§ Task inputs:
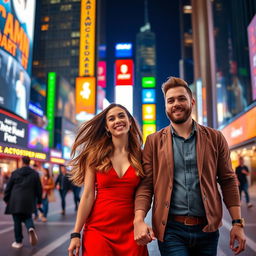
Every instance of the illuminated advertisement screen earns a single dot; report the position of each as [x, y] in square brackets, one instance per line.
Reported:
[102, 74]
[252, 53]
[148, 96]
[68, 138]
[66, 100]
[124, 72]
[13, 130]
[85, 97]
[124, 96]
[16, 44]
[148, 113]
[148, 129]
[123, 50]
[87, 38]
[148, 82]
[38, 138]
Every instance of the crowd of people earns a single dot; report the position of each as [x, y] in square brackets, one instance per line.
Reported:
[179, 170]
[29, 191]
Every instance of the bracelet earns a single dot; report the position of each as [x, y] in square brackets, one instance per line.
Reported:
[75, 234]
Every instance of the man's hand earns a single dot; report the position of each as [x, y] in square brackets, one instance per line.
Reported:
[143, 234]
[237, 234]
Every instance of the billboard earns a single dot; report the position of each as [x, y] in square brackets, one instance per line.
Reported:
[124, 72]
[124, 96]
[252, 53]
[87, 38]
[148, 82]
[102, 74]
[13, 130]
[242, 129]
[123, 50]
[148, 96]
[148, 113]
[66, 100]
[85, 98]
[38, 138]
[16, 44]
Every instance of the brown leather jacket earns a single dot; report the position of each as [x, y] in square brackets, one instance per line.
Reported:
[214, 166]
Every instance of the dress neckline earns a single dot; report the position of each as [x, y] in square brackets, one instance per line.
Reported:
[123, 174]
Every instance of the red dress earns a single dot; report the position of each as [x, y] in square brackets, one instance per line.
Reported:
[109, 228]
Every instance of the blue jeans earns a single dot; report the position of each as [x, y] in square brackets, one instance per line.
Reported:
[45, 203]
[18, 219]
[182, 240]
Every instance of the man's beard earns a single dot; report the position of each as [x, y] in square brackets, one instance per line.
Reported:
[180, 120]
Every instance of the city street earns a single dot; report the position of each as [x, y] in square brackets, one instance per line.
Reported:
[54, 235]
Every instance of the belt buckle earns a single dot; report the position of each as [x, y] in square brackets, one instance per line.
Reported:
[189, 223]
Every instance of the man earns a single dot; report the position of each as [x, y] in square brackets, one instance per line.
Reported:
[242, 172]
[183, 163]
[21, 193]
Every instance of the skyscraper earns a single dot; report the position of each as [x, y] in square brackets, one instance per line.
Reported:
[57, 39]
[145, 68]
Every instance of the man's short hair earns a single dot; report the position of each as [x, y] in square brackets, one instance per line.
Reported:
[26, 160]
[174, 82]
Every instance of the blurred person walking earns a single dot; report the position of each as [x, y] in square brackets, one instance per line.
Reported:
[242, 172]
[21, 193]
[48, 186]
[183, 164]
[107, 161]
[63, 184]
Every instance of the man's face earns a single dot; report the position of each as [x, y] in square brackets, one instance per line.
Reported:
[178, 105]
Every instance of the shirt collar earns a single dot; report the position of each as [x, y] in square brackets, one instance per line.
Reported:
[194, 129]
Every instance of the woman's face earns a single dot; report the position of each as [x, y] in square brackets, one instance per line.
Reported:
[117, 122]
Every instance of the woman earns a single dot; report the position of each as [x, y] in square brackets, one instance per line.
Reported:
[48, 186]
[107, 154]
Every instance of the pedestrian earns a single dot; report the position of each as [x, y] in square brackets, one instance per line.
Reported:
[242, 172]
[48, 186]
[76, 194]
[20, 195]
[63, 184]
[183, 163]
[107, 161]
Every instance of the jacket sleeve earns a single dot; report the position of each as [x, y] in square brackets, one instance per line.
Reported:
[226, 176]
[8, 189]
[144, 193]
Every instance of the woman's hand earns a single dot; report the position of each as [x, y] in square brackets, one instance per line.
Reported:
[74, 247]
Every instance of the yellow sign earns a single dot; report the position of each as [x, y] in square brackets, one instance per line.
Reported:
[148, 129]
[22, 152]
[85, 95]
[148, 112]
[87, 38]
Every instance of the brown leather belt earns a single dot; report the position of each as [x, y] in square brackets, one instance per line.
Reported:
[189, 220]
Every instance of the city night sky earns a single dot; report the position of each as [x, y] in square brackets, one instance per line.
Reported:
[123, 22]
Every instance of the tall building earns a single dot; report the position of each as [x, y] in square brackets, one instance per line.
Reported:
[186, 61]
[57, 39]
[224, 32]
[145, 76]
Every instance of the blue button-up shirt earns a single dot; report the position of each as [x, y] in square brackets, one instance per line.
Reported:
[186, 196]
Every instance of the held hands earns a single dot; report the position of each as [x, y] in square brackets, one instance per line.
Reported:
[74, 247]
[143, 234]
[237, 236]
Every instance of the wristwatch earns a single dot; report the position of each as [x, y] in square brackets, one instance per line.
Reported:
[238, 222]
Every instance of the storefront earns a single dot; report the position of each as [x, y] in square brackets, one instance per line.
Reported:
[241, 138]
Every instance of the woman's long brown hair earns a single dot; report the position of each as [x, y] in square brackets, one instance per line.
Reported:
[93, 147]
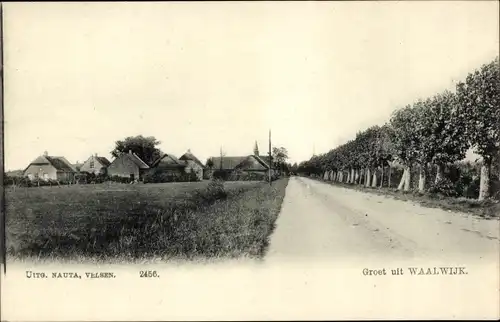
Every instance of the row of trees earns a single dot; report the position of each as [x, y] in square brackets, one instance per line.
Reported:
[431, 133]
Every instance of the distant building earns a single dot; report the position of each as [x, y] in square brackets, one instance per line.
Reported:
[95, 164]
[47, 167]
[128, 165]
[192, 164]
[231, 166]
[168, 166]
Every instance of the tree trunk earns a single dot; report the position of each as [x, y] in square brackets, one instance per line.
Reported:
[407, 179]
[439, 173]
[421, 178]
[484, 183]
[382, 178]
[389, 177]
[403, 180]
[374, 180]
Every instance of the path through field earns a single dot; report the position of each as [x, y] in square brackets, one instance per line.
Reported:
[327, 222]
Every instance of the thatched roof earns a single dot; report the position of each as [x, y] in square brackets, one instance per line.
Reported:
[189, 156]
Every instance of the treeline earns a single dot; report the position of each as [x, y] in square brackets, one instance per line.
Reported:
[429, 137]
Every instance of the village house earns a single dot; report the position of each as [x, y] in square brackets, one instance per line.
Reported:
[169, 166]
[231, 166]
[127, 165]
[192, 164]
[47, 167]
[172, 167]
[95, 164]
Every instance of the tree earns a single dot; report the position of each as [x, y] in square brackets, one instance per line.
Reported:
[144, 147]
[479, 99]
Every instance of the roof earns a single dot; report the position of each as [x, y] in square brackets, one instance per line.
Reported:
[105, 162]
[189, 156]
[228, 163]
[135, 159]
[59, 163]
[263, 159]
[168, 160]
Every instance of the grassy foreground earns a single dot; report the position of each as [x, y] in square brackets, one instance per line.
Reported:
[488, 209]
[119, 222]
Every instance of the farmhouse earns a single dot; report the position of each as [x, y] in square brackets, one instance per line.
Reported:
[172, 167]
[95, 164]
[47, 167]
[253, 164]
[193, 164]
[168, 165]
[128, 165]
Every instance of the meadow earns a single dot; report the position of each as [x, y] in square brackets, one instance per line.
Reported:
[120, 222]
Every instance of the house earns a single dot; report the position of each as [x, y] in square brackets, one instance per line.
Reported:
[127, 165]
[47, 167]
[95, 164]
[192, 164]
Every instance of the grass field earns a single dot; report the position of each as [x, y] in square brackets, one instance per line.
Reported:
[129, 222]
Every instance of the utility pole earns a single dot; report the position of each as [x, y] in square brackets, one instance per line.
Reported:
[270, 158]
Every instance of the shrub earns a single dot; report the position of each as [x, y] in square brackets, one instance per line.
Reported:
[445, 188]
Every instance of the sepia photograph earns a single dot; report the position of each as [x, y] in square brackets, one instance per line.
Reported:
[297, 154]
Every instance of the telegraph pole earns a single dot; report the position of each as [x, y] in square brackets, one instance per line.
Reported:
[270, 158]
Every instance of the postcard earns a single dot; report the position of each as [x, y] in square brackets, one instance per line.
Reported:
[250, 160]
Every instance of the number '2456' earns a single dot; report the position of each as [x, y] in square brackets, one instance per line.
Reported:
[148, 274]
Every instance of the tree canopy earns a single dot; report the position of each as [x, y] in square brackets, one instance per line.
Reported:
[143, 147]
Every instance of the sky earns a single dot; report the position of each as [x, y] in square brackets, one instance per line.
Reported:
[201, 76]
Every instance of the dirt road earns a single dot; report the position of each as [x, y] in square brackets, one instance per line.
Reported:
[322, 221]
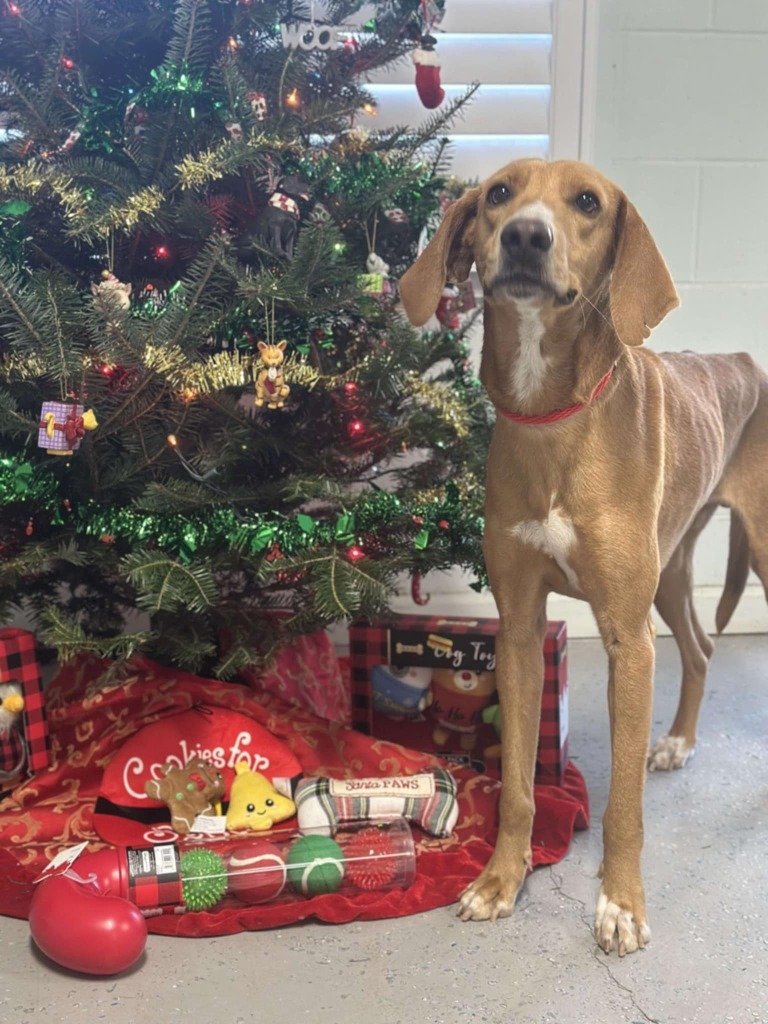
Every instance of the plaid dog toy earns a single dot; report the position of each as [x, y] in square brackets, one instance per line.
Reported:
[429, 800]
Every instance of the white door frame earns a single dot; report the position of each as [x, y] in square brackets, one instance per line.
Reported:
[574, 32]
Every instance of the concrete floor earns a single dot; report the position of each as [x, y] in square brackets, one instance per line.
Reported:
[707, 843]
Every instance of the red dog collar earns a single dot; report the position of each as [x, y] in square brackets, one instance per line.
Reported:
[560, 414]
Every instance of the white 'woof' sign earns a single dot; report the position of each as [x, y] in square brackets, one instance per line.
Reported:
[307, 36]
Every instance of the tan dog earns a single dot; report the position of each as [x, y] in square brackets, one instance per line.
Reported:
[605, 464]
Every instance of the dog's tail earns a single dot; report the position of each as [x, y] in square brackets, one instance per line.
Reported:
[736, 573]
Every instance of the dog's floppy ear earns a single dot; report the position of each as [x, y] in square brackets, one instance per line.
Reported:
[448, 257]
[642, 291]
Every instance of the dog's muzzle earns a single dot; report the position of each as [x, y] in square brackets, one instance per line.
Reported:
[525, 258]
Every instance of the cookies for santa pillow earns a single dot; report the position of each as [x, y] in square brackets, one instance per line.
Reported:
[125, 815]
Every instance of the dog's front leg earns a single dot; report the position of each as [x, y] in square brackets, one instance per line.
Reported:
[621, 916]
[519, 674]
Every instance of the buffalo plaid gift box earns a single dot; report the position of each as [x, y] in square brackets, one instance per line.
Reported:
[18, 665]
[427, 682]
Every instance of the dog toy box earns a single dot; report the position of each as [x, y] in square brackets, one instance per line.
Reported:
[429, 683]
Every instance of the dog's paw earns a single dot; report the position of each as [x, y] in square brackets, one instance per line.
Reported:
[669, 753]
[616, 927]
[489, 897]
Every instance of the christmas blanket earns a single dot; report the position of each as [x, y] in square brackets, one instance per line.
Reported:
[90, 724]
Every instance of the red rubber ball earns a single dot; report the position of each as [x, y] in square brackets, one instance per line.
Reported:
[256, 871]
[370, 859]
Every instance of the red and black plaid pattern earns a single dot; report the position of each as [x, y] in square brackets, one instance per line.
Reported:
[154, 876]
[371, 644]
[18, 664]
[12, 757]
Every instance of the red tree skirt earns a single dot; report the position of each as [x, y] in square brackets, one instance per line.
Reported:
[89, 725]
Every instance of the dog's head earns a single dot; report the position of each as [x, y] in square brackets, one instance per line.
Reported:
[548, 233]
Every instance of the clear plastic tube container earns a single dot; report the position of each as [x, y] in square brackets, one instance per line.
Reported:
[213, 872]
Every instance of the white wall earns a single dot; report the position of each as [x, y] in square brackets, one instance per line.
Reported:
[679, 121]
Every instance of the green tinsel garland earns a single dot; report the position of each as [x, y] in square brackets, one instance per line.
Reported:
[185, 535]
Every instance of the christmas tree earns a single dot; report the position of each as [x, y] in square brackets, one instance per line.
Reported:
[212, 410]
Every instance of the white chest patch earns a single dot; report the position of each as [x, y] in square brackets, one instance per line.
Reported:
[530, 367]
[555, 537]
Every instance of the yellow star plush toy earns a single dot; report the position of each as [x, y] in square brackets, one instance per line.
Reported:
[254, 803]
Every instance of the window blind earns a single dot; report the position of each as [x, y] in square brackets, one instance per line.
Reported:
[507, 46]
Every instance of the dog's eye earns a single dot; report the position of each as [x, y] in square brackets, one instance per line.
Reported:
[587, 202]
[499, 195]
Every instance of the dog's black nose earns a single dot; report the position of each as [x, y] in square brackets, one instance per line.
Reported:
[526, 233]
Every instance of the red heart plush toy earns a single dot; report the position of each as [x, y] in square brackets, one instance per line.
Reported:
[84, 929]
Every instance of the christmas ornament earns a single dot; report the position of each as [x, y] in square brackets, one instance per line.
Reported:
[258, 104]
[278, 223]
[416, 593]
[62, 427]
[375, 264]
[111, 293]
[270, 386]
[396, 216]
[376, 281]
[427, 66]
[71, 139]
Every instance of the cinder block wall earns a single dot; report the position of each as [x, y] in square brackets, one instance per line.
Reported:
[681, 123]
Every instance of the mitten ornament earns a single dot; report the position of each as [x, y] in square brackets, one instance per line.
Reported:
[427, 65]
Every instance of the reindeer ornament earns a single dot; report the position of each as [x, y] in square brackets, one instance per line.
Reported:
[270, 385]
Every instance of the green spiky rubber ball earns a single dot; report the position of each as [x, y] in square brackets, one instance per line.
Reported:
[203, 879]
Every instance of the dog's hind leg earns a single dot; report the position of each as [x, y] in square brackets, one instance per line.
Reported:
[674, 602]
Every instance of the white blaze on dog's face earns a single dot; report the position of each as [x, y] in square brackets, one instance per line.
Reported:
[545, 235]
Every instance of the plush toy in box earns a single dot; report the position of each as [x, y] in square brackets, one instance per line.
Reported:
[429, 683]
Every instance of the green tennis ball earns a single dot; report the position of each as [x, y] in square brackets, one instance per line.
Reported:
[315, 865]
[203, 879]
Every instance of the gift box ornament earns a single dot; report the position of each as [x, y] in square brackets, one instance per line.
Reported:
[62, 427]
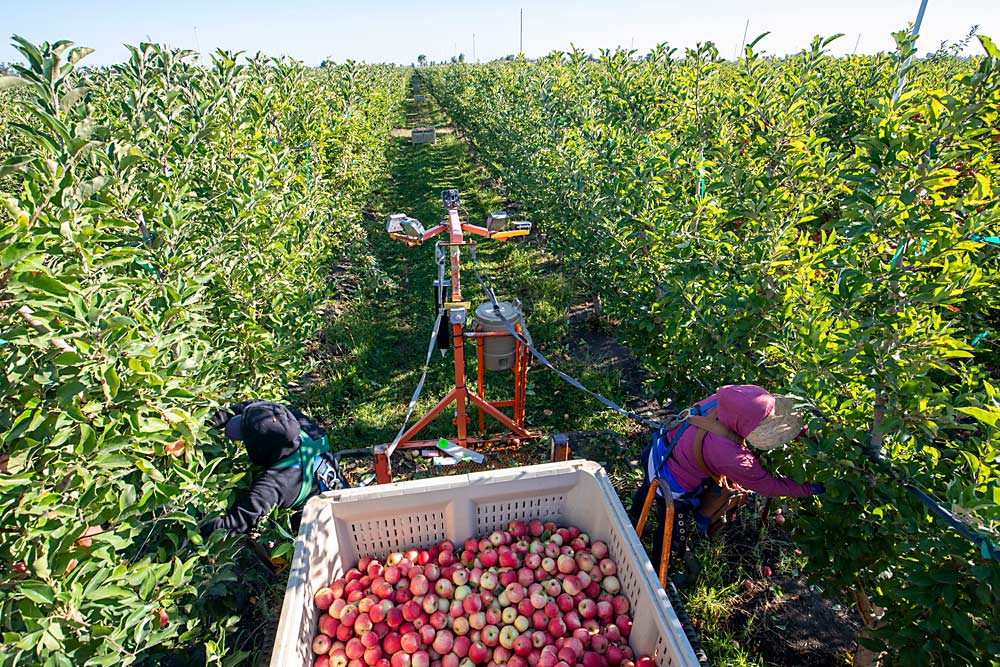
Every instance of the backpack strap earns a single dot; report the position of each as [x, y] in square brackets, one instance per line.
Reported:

§ Exercise goal:
Please update everything from the line containing "Every instance of the white blaze" down through the end of the records, putting "single point" wherever "single dot" appears and changing nothing else. Leave the pictures out of your answer.

§ Task response:
Every instance of the white blaze on dog's face earns a single point; report the position of each as [x, y] in square brackets, one instance per line.
Reported:
[545, 235]
Every instance of the plush toy in box earns a single point; report the position of each as [x, y] in square brackets, one instance per line.
Reported:
[429, 683]
Every instance of the green tennis ball earns a single point; report the position of each as [x, y] in square brackets, one instance per line.
Reported:
[315, 865]
[203, 879]
Every instance of the gift box ornament earns a single point; report the position of each as [x, y] in square brackets, one instance per line.
Reported:
[62, 427]
Every instance of the backpack strap earns a single point; report the position of each as [x, y] in square brackets, one instance per line.
Reported:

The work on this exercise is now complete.